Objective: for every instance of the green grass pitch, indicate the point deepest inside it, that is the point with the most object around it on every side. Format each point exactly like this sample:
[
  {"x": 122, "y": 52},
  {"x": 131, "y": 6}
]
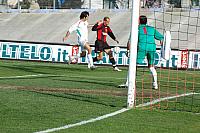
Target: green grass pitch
[{"x": 37, "y": 96}]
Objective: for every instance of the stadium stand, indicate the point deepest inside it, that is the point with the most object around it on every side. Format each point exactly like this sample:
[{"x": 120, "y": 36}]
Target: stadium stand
[{"x": 51, "y": 27}]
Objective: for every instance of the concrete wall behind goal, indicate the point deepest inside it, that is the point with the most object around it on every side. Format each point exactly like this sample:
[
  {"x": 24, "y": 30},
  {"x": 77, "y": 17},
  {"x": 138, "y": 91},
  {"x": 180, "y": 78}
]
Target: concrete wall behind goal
[{"x": 51, "y": 27}]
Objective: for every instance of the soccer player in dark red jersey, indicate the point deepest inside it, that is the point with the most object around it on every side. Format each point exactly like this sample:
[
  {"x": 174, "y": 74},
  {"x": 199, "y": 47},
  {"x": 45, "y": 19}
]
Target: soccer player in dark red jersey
[{"x": 101, "y": 44}]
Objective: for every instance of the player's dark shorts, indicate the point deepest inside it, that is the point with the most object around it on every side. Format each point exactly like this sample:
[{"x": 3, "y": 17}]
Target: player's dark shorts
[{"x": 100, "y": 46}]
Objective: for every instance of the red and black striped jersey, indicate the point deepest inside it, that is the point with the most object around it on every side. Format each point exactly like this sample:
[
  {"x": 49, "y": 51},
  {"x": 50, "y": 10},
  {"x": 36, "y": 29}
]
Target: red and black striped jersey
[{"x": 103, "y": 31}]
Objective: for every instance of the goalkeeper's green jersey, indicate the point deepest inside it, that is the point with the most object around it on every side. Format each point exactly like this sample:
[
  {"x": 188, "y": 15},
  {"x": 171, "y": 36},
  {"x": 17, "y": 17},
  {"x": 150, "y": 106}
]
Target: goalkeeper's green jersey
[{"x": 147, "y": 36}]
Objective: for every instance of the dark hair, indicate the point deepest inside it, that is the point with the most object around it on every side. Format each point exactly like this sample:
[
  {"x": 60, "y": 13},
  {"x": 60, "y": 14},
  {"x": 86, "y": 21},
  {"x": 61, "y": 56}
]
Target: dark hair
[
  {"x": 105, "y": 18},
  {"x": 143, "y": 19},
  {"x": 84, "y": 14}
]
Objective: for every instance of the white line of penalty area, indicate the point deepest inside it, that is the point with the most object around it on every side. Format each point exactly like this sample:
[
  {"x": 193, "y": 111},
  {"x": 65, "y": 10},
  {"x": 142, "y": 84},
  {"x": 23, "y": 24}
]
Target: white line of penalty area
[{"x": 112, "y": 114}]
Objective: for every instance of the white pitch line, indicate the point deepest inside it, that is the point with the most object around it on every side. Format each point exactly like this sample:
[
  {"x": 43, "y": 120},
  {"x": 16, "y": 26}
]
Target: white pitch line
[
  {"x": 84, "y": 122},
  {"x": 23, "y": 76},
  {"x": 111, "y": 114}
]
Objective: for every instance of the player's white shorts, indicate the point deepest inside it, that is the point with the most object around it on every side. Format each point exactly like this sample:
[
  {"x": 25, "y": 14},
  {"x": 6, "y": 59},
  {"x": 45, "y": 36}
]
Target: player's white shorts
[{"x": 82, "y": 43}]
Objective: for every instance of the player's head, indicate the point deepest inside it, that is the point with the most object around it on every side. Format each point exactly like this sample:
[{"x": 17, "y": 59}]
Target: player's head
[
  {"x": 84, "y": 15},
  {"x": 143, "y": 19},
  {"x": 106, "y": 21}
]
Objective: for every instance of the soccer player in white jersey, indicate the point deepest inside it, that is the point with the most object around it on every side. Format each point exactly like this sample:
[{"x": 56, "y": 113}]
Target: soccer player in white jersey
[{"x": 81, "y": 29}]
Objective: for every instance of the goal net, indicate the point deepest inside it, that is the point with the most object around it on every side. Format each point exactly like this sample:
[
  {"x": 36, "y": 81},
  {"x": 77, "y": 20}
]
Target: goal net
[{"x": 178, "y": 77}]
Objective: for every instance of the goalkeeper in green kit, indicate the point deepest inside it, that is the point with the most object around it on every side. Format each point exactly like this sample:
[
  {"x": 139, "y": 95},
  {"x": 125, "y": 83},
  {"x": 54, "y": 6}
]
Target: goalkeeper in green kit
[{"x": 146, "y": 47}]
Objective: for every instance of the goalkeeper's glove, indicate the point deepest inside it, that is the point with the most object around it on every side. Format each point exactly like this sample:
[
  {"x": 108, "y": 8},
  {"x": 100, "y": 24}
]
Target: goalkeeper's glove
[{"x": 127, "y": 53}]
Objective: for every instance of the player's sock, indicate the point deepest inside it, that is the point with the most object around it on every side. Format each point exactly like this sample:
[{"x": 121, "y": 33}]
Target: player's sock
[
  {"x": 95, "y": 59},
  {"x": 112, "y": 60},
  {"x": 90, "y": 60},
  {"x": 154, "y": 74}
]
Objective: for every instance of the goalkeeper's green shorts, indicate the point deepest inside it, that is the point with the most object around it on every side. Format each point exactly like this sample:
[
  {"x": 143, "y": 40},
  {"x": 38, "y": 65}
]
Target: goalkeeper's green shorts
[{"x": 142, "y": 54}]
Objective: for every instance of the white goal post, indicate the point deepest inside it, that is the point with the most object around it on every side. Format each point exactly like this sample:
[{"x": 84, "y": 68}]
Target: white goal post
[{"x": 133, "y": 54}]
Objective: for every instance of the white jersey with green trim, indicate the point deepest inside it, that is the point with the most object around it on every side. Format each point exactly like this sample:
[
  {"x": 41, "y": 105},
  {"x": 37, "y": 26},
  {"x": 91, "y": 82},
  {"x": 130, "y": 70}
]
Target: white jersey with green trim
[{"x": 81, "y": 29}]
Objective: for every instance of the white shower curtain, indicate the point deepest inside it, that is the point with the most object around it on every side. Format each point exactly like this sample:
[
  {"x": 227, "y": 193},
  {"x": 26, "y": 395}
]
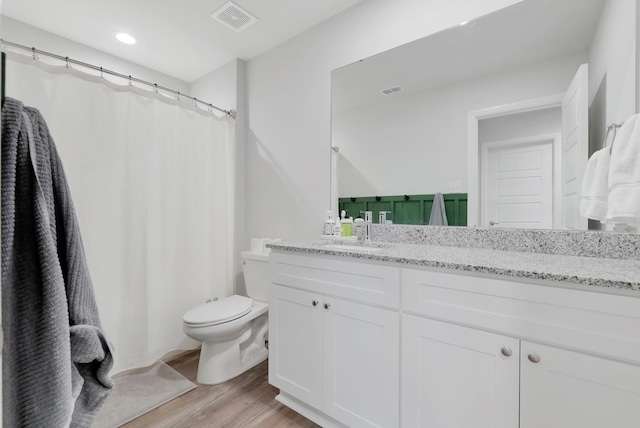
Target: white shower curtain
[{"x": 150, "y": 180}]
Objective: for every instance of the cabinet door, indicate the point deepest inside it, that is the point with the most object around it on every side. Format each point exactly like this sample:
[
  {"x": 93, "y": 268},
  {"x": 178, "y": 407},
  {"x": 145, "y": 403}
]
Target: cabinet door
[
  {"x": 361, "y": 361},
  {"x": 295, "y": 343},
  {"x": 457, "y": 377},
  {"x": 561, "y": 388}
]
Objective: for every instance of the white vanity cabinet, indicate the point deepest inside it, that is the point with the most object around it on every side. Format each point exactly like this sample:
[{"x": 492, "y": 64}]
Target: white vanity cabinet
[
  {"x": 457, "y": 377},
  {"x": 334, "y": 339},
  {"x": 561, "y": 388},
  {"x": 471, "y": 357}
]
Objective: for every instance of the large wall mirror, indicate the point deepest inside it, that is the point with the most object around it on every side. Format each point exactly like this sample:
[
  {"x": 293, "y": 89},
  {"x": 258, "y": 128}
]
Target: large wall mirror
[{"x": 476, "y": 108}]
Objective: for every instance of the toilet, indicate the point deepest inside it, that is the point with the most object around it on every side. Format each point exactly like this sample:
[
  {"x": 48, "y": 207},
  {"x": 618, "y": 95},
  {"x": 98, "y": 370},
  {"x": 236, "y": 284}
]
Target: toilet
[{"x": 233, "y": 330}]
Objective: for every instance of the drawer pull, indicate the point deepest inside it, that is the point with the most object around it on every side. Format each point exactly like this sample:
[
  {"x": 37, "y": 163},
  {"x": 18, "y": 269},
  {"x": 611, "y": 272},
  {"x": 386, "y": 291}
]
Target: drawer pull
[
  {"x": 506, "y": 351},
  {"x": 534, "y": 358}
]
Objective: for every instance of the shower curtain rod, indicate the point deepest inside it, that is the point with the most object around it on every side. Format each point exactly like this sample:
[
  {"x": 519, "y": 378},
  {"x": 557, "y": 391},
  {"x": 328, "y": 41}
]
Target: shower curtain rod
[{"x": 34, "y": 51}]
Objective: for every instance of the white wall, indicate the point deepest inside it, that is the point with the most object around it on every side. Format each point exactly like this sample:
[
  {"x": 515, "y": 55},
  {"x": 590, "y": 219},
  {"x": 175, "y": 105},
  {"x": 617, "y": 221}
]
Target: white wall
[
  {"x": 417, "y": 143},
  {"x": 226, "y": 86},
  {"x": 289, "y": 129},
  {"x": 537, "y": 122},
  {"x": 613, "y": 54}
]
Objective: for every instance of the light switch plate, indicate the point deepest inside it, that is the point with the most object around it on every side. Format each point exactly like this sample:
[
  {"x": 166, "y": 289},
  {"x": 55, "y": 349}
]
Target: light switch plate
[{"x": 455, "y": 186}]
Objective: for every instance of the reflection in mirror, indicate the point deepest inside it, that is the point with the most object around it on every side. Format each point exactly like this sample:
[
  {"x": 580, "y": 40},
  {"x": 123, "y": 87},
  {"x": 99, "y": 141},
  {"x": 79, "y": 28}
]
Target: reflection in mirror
[{"x": 475, "y": 108}]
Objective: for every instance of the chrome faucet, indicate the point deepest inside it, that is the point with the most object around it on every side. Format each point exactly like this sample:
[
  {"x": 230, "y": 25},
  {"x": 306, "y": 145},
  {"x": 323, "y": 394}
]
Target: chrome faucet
[{"x": 368, "y": 216}]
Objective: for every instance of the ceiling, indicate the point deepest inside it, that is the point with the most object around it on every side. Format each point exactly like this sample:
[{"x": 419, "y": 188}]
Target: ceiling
[
  {"x": 175, "y": 37},
  {"x": 525, "y": 33}
]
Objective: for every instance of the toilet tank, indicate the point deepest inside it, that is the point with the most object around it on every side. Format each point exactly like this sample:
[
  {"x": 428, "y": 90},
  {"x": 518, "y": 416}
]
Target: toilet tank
[{"x": 255, "y": 267}]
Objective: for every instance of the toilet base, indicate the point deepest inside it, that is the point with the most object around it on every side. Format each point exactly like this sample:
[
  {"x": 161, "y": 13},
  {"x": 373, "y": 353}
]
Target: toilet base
[{"x": 222, "y": 361}]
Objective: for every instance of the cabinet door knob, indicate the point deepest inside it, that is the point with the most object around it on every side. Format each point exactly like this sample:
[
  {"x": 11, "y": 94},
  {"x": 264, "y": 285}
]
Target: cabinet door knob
[{"x": 506, "y": 351}]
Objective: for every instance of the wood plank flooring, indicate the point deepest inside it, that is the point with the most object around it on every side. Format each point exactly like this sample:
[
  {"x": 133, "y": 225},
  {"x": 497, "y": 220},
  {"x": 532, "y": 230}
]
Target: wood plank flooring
[{"x": 245, "y": 401}]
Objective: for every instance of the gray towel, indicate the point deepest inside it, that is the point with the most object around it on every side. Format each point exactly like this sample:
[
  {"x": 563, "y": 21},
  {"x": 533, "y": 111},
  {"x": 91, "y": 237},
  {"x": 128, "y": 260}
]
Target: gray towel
[
  {"x": 56, "y": 360},
  {"x": 438, "y": 215}
]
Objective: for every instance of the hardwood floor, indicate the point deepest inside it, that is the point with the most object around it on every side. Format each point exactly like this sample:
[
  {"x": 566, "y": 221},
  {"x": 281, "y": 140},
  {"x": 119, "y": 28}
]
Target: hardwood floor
[{"x": 245, "y": 401}]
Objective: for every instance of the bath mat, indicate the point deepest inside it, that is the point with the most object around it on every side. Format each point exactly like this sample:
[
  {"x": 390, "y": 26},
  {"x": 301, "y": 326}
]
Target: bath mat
[{"x": 139, "y": 391}]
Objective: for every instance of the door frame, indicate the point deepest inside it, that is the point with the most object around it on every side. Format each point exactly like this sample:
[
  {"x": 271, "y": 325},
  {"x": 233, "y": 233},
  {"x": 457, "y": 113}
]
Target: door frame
[
  {"x": 473, "y": 148},
  {"x": 556, "y": 148}
]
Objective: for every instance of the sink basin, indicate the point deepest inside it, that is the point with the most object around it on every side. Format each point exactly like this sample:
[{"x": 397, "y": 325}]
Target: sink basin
[{"x": 351, "y": 247}]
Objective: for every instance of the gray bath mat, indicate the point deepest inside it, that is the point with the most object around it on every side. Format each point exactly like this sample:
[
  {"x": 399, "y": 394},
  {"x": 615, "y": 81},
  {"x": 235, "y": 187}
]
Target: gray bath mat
[{"x": 139, "y": 391}]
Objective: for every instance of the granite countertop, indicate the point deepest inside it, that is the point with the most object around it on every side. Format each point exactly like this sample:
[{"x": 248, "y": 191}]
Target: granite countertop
[{"x": 592, "y": 271}]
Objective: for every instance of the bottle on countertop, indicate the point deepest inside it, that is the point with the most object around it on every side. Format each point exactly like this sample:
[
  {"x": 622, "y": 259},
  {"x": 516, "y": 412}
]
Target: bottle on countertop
[
  {"x": 347, "y": 224},
  {"x": 329, "y": 224}
]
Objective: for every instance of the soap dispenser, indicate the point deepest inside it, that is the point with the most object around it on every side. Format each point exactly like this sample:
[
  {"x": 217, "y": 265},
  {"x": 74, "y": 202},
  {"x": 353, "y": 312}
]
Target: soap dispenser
[
  {"x": 329, "y": 224},
  {"x": 337, "y": 229}
]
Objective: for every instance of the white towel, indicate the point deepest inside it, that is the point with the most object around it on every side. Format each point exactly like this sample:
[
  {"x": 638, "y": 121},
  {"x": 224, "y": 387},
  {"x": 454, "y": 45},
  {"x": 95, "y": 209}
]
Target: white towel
[
  {"x": 595, "y": 186},
  {"x": 624, "y": 175}
]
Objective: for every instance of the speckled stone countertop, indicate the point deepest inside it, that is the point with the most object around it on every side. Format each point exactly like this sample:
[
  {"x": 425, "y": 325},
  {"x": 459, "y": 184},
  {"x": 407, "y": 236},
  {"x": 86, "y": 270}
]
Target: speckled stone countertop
[{"x": 592, "y": 271}]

▸ ABOUT THIS TASK: From the line holding "Objective: for every instance of the white pitch" to the line holding "Objective: for every instance of the player's head, indicate", inclusive, restate each line above exactly as written.

▸ EXERCISE SOLUTION:
Objective: for every instance of the white pitch line, indicate the point deepest inside it, that is the point with the most object around it on every side. Format each point exactly like this sample:
[
  {"x": 43, "y": 120},
  {"x": 16, "y": 26}
]
Target: white pitch line
[
  {"x": 84, "y": 122},
  {"x": 23, "y": 76},
  {"x": 111, "y": 114}
]
Objective: for every instance of the player's white shorts, indicate the point deepest inside it, that is the point with the most object around it on every side. Format each point exactly like this sample:
[
  {"x": 25, "y": 14},
  {"x": 6, "y": 59},
  {"x": 45, "y": 36}
]
Target: player's white shorts
[{"x": 82, "y": 43}]
Objective: for every instance of the player's head, indicate the point deepest inside it, that is the point with the most object around it on every side. Format each point exactly like this sample:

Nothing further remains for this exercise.